Lustre and GPFS handle large sequential I/O extremely well - that’s what they were optimized for. If a specific AI workload involves large sequential access patterns, traditional parallel file systems may outperform architectures optimized for small-file random I/O. The right answer depends on the specific workload, not a generalized “AI requires X” claim.
The Multi-Protocol Argument
VAST claims advantages for supporting “hybrid file + object protocols with shared namespaces” [1]. This addresses a real operational need - AI pipelines often involve data ingestion via S3 semantics and training access via POSIX semantics.
However, multi-protocol support isn’t unique to VAST. NetApp ONTAP supports NFS, SMB, and S3 on the same data. Dell PowerScale provides similar capabilities. Pure Storage FlashBlade offers unified file and object access. The feature is valuable but not differentiating.
The deeper question is whether unified namespaces across protocols introduce consistency complexity. S3 has eventual consistency semantics (historically, now strong consistency in AWS). POSIX expects strong consistency. Serving the same data through both protocols requires careful handling of concurrent modifications. How does VAST handle a POSIX write concurrent with an S3 PUT to the same object? The article doesn’t address protocol consistency, which is where multi-protocol implementations often have subtle issues.
What’s Missing: Actual Performance Data
The article contains zero performance benchmarks. No IOPS numbers. No throughput comparisons. No latency measurements. No comparison between VAST and the “classical” systems being criticized.
If VAST’s architecture provides superior metadata performance, show the numbers. How many file creates per second? What’s the latency distribution for random reads at scale? How does throughput compare to a modern Lustre deployment on equivalent hardware?
Without performance data, the article is architectural philosophy, not engineering evidence. VAST may well outperform traditional parallel file systems for specific workloads - but the article provides no data to evaluate that claim.
The Competitive Positioning
VAST Data is a storage vendor competing against established parallel file systems for AI infrastructure budgets. Their marketing naturally positions competitors as outdated and VAST as modern. This doesn’t mean their technical claims are wrong, but it means the framing serves business purposes.
The “classical HPC” framing is particularly strategic. By defining existing competitors as “classical” and “traditional,” VAST positions its architecture as the evolutionary next step. This framing discourages potential customers from evaluating modern Lustre or GPFS deployments on their actual current capabilities.
A more neutral framing would be: “Different parallel file system architectures have different trade-offs. Here’s how VAST’s trade-offs suit specific AI workload patterns, with benchmark data showing performance differences.” That’s harder to write and less compelling as marketing, but more useful for purchasing decisions.
The Journalism Gap
The Blocks and Files article presents VAST’s claims without examining trade-offs, requesting benchmark data, or including perspectives from Lustre, GPFS, or other parallel file system vendors [1]. It reads as vendor content republished rather than reported.
------------
§ REQUIRED ACTION A
Reproduce the passage on VAST's storage claims word for word, starting with "What’s Missing: Actual" and going on through "evaluate that claim.".

§ GIVEN DATA
------------
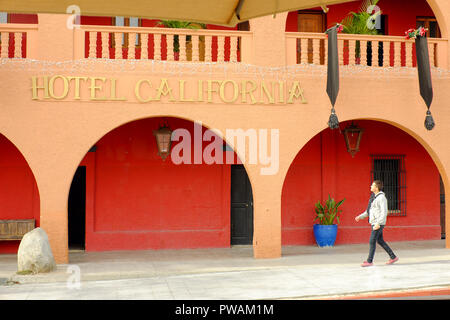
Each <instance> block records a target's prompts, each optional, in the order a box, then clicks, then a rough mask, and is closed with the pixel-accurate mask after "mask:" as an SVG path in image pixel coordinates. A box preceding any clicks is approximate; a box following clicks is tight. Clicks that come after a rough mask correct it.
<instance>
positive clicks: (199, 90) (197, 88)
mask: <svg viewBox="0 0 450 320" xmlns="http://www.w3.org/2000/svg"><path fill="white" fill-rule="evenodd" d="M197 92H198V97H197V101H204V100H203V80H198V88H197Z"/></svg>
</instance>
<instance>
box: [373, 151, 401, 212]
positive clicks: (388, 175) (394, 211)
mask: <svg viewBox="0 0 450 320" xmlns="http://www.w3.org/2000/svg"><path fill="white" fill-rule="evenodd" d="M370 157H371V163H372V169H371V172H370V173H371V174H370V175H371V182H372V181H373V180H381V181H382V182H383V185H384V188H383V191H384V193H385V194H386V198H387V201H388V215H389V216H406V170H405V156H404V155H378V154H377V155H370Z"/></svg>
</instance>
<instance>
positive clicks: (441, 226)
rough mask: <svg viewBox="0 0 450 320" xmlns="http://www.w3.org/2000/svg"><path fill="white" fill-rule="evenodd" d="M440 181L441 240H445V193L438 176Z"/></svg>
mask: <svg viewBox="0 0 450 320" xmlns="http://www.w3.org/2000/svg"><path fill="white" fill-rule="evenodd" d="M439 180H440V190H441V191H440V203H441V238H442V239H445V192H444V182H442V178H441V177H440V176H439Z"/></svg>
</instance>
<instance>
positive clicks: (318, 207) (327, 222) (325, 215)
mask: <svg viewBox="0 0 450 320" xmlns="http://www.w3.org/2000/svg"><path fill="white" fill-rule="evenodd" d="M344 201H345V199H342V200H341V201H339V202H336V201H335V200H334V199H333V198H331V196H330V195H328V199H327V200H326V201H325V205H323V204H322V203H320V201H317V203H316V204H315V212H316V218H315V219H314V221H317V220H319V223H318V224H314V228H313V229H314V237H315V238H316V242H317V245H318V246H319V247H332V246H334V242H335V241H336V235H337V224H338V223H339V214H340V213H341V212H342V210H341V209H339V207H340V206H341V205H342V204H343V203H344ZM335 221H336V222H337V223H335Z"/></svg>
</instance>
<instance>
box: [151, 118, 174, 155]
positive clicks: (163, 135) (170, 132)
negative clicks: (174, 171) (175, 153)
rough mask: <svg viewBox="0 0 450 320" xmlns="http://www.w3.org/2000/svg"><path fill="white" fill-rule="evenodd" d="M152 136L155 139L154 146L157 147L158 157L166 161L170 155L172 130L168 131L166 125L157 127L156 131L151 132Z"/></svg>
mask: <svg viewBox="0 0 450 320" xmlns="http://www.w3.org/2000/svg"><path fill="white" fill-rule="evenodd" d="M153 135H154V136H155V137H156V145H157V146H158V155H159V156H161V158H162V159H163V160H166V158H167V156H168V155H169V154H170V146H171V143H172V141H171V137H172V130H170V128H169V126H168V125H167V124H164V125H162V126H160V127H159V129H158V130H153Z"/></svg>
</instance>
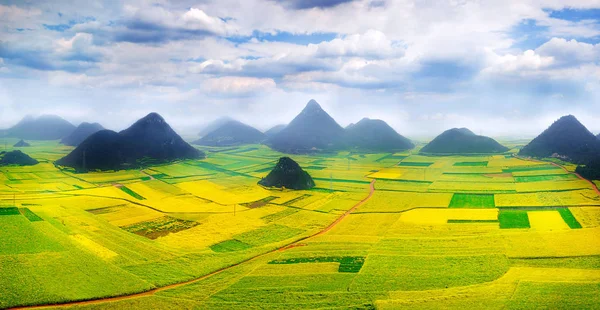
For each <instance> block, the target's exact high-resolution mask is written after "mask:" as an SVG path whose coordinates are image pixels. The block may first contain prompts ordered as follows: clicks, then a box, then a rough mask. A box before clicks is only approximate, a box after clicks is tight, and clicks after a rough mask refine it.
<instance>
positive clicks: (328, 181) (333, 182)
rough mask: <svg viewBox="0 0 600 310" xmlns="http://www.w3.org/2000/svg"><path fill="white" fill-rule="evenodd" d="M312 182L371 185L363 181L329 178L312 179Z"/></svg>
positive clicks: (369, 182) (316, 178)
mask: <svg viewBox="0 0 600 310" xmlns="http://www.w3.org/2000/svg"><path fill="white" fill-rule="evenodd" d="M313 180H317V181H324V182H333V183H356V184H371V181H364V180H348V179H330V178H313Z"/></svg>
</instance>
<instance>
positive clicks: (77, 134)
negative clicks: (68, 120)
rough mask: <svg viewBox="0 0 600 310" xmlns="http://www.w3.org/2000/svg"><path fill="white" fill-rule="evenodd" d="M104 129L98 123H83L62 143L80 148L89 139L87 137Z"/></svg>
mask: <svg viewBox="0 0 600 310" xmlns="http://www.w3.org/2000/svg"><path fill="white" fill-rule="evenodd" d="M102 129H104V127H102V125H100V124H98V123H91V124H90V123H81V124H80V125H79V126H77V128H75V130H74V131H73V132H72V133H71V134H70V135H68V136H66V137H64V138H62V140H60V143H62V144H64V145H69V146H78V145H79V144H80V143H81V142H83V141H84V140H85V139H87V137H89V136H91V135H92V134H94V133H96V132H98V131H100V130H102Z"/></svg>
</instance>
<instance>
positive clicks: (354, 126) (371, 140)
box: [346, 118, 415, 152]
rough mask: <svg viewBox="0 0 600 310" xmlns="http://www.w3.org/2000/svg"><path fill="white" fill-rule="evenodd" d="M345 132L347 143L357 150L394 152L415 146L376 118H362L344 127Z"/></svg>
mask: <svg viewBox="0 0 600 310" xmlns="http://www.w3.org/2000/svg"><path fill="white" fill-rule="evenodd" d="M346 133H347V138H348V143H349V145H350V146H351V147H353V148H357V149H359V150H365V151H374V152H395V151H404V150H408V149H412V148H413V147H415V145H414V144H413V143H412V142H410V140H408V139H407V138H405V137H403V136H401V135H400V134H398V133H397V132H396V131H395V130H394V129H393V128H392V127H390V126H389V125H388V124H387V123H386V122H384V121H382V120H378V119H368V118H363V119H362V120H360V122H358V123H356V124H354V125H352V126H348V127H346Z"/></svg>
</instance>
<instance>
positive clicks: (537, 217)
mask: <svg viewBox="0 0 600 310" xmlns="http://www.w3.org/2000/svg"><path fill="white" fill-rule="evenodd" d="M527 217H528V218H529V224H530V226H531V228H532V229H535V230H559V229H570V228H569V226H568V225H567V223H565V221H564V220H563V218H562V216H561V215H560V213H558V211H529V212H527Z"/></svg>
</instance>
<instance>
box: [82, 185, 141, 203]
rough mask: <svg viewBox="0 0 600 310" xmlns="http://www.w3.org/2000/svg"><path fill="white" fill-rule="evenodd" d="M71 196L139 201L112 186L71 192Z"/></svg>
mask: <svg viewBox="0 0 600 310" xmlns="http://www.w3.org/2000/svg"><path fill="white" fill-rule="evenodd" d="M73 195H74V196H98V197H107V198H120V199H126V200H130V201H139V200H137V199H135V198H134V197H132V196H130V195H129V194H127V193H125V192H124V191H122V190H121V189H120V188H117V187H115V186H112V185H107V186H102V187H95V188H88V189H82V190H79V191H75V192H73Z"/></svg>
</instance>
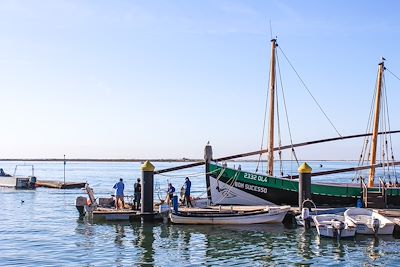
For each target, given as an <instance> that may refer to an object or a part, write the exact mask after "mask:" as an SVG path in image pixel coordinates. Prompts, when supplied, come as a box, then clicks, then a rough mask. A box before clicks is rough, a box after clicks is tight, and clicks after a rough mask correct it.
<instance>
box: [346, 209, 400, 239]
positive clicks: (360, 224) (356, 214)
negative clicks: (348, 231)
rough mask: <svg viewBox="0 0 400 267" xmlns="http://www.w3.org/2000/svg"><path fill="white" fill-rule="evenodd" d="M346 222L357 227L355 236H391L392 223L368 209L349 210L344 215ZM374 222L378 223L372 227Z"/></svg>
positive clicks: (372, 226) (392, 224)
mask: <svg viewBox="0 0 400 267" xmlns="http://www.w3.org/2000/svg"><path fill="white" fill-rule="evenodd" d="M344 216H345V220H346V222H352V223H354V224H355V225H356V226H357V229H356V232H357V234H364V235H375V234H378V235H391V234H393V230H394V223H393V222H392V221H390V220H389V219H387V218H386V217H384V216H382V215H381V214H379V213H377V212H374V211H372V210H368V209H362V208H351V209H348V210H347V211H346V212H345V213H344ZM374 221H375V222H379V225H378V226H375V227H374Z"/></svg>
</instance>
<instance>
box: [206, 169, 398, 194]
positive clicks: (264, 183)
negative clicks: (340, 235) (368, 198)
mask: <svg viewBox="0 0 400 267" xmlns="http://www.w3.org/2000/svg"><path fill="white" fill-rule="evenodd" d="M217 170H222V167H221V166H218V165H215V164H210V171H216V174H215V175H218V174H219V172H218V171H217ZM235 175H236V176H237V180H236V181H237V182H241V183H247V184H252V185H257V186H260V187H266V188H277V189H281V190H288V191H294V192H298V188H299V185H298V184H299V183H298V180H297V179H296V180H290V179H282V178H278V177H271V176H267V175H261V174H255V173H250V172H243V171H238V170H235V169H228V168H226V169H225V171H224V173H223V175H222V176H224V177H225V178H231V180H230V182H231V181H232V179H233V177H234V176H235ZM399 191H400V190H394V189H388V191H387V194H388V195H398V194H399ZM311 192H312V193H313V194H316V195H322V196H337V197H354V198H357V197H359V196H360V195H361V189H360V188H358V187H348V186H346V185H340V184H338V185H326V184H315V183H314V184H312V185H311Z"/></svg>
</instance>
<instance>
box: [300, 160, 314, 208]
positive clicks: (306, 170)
------------
§ REQUIRED ACTION B
Count the lines of the listing that contain the string "target", treating uppercase and lowercase as different, and reply with the number alone.

§ YOUR RESPONSE A
What’s Missing: Actual Performance Data
The article contains zero performance benchmarks. No IOPS numbers. No throughput comparisons. No latency measurements. No comparison between VAST and the “classical” systems being criticized.
If VAST’s architecture provides superior metadata performance, show the numbers. How many file creates per second? What’s the latency distribution for random reads at scale? How does throughput compare to a modern Lustre deployment on equivalent hardware?
Without performance data, the article is architectural philosophy, not engineering evidence. VAST may well outperform traditional parallel file systems for specific workloads - but the article provides no data to evaluate that claim.

§ YOUR RESPONSE B
3